Work item. For this exercise, transcribe all of the records exactly as given.

___ Dataset records ___

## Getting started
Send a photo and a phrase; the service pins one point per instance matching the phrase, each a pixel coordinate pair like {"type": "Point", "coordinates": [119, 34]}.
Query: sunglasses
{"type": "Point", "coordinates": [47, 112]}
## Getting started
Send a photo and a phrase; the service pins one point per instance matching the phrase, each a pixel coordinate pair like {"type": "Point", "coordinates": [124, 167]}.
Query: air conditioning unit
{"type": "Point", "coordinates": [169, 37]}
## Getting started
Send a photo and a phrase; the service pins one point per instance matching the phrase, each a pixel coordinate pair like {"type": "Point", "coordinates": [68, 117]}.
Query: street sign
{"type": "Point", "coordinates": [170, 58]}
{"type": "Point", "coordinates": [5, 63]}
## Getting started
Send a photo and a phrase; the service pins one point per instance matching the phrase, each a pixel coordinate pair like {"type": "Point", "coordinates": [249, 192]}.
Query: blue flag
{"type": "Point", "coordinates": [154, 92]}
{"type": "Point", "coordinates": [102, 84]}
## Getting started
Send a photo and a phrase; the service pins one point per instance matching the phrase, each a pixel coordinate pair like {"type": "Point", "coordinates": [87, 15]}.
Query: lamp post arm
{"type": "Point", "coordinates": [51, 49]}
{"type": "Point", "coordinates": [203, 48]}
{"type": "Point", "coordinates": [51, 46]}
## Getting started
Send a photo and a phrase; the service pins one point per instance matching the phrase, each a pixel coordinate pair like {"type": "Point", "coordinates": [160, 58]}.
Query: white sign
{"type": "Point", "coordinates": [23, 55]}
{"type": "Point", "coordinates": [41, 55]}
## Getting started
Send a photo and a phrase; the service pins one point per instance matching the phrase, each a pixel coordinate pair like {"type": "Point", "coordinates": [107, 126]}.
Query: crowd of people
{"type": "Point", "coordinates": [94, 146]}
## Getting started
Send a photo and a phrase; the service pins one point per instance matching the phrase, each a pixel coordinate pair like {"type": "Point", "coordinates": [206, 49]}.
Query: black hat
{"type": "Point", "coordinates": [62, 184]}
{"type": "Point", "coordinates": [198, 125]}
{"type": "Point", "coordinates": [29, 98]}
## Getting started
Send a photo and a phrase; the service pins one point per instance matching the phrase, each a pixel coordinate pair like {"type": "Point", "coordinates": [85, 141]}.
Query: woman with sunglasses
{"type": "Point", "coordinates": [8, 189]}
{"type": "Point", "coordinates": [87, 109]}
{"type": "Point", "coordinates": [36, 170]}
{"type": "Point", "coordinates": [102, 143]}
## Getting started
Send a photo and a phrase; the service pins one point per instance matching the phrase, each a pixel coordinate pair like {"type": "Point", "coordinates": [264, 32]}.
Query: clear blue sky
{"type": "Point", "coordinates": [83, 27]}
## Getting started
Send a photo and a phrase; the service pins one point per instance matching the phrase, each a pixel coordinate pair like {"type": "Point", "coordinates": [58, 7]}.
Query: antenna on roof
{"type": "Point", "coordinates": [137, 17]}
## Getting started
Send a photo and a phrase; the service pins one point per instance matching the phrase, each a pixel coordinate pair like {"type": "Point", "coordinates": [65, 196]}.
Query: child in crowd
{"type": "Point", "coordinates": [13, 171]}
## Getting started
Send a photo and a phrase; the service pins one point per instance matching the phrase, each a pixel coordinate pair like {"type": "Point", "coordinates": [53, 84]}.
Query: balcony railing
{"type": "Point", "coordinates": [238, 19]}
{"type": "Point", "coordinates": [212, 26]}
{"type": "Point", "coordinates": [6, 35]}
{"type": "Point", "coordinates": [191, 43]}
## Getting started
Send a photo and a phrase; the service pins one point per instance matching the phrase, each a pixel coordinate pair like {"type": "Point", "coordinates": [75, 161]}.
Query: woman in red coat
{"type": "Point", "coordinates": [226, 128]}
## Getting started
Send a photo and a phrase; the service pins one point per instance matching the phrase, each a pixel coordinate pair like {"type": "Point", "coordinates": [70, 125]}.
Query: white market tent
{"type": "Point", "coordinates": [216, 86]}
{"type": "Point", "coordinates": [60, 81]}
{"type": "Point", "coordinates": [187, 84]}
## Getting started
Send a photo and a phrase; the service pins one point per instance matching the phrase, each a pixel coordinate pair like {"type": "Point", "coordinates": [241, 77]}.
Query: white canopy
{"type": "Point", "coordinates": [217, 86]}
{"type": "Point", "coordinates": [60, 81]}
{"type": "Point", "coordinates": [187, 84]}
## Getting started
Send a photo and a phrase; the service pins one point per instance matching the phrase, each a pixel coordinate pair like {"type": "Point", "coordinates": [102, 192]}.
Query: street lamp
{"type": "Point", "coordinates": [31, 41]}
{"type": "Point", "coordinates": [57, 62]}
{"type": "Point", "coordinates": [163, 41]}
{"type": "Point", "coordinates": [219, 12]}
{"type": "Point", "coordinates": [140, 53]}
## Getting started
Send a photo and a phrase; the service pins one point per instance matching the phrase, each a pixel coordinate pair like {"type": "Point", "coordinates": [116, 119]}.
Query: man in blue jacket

___

Solution to this problem.
## Getting started
Send a photo and a phrase; the service pins one point per instance matching the phrase, each a pixel coordinate pair like {"type": "Point", "coordinates": [119, 34]}.
Query: sunglasses
{"type": "Point", "coordinates": [47, 112]}
## Getting started
Send a photo and a phrase; the service pins one point per instance matching the phrase, each a pixel coordinate pair like {"type": "Point", "coordinates": [124, 167]}.
Query: air conditioning unit
{"type": "Point", "coordinates": [169, 37]}
## Getting started
Send a photo and a phrase; the service pins one point per instance matching the phrase, each a pixel coordinate pair like {"type": "Point", "coordinates": [68, 117]}.
Query: street sign
{"type": "Point", "coordinates": [170, 58]}
{"type": "Point", "coordinates": [5, 63]}
## Getting started
Send a photo and a phrase; the service pins one point per instance matching the phrase, each a pixel coordinate pair like {"type": "Point", "coordinates": [249, 192]}.
Query: blue flag
{"type": "Point", "coordinates": [154, 92]}
{"type": "Point", "coordinates": [102, 84]}
## Getting started
Send a photo and a phrase; the service pins one point per instance matching the phrase, each a pixel coordinate pair like {"type": "Point", "coordinates": [87, 15]}.
Query: lamp post arm
{"type": "Point", "coordinates": [51, 49]}
{"type": "Point", "coordinates": [203, 48]}
{"type": "Point", "coordinates": [51, 46]}
## Getting started
Send a photo and a phrase; the service pins one point per instance matching the phrase, each a pixel coordinate pair like {"type": "Point", "coordinates": [160, 58]}.
Query: white sign
{"type": "Point", "coordinates": [23, 55]}
{"type": "Point", "coordinates": [41, 55]}
## Getting started
Send a photo and a phrase; the service pins one point per instance matching the phrase, each a pixel coordinate pair like {"type": "Point", "coordinates": [107, 126]}.
Query: crowd of people
{"type": "Point", "coordinates": [94, 146]}
## Getting started
Send a photo and a phrase; the service pins one point per instance matching the phrase, each a pixel coordinate pair like {"type": "Point", "coordinates": [206, 49]}.
Query: black hat
{"type": "Point", "coordinates": [62, 184]}
{"type": "Point", "coordinates": [198, 125]}
{"type": "Point", "coordinates": [29, 98]}
## Getting started
Send a photo and a phrase; the service pins one point per instance matching the phrase, each a pixel coordinate pair like {"type": "Point", "coordinates": [85, 141]}.
Query: woman with sunglasses
{"type": "Point", "coordinates": [8, 189]}
{"type": "Point", "coordinates": [87, 109]}
{"type": "Point", "coordinates": [36, 170]}
{"type": "Point", "coordinates": [102, 143]}
## Getting started
Send a photo and a phrase; the service pins one point per instance matching the phrase, each a pixel coordinate pair like {"type": "Point", "coordinates": [264, 32]}.
Query: clear blue sky
{"type": "Point", "coordinates": [83, 27]}
## Getting started
Send a photo and a phrase; the service pins one point per instance matching the phrase, each a pixel coordinate pair like {"type": "Point", "coordinates": [58, 7]}.
Query: antenna on roof
{"type": "Point", "coordinates": [137, 17]}
## Getting started
Send a photo and a phrase; the service pins one point per instance matching the phrase, each a pixel coordinate pair like {"type": "Point", "coordinates": [65, 196]}.
Query: child in crowd
{"type": "Point", "coordinates": [13, 171]}
## Getting started
Send a photo and a phrase; the service pins one point per instance matching the phrase, each a pixel coordinate pair like {"type": "Point", "coordinates": [53, 84]}.
Query: balcony railing
{"type": "Point", "coordinates": [238, 19]}
{"type": "Point", "coordinates": [212, 26]}
{"type": "Point", "coordinates": [6, 35]}
{"type": "Point", "coordinates": [191, 43]}
## Getting started
Send a photo and a phrase; the service pins one point per instance matching the phrase, each a pixel coordinate pair like {"type": "Point", "coordinates": [75, 161]}.
Query: woman in red coat
{"type": "Point", "coordinates": [226, 128]}
## Getting started
Send a photo and a phrase; the service pins one point per instance matching the phrase, each a pixel coordinate pair like {"type": "Point", "coordinates": [70, 125]}.
Query: white market tent
{"type": "Point", "coordinates": [216, 86]}
{"type": "Point", "coordinates": [60, 81]}
{"type": "Point", "coordinates": [187, 84]}
## Getting started
Send a photo and a phrase; the service pins one point per instance matching the phrase, each a pixel coordinate pair like {"type": "Point", "coordinates": [241, 77]}.
Query: white canopy
{"type": "Point", "coordinates": [217, 86]}
{"type": "Point", "coordinates": [60, 81]}
{"type": "Point", "coordinates": [187, 84]}
## Getting started
Send a photo and a phrase; the service pins one point per instance matching the phrase, each a pixel coordinate pair like {"type": "Point", "coordinates": [102, 192]}.
Query: street lamp
{"type": "Point", "coordinates": [31, 41]}
{"type": "Point", "coordinates": [57, 62]}
{"type": "Point", "coordinates": [163, 41]}
{"type": "Point", "coordinates": [219, 12]}
{"type": "Point", "coordinates": [140, 53]}
## Getting started
Send a photo and a phrase; the service pins one point per instance matching the phrase, each a pixel coordinate pair like {"type": "Point", "coordinates": [116, 119]}.
Query: man in blue jacket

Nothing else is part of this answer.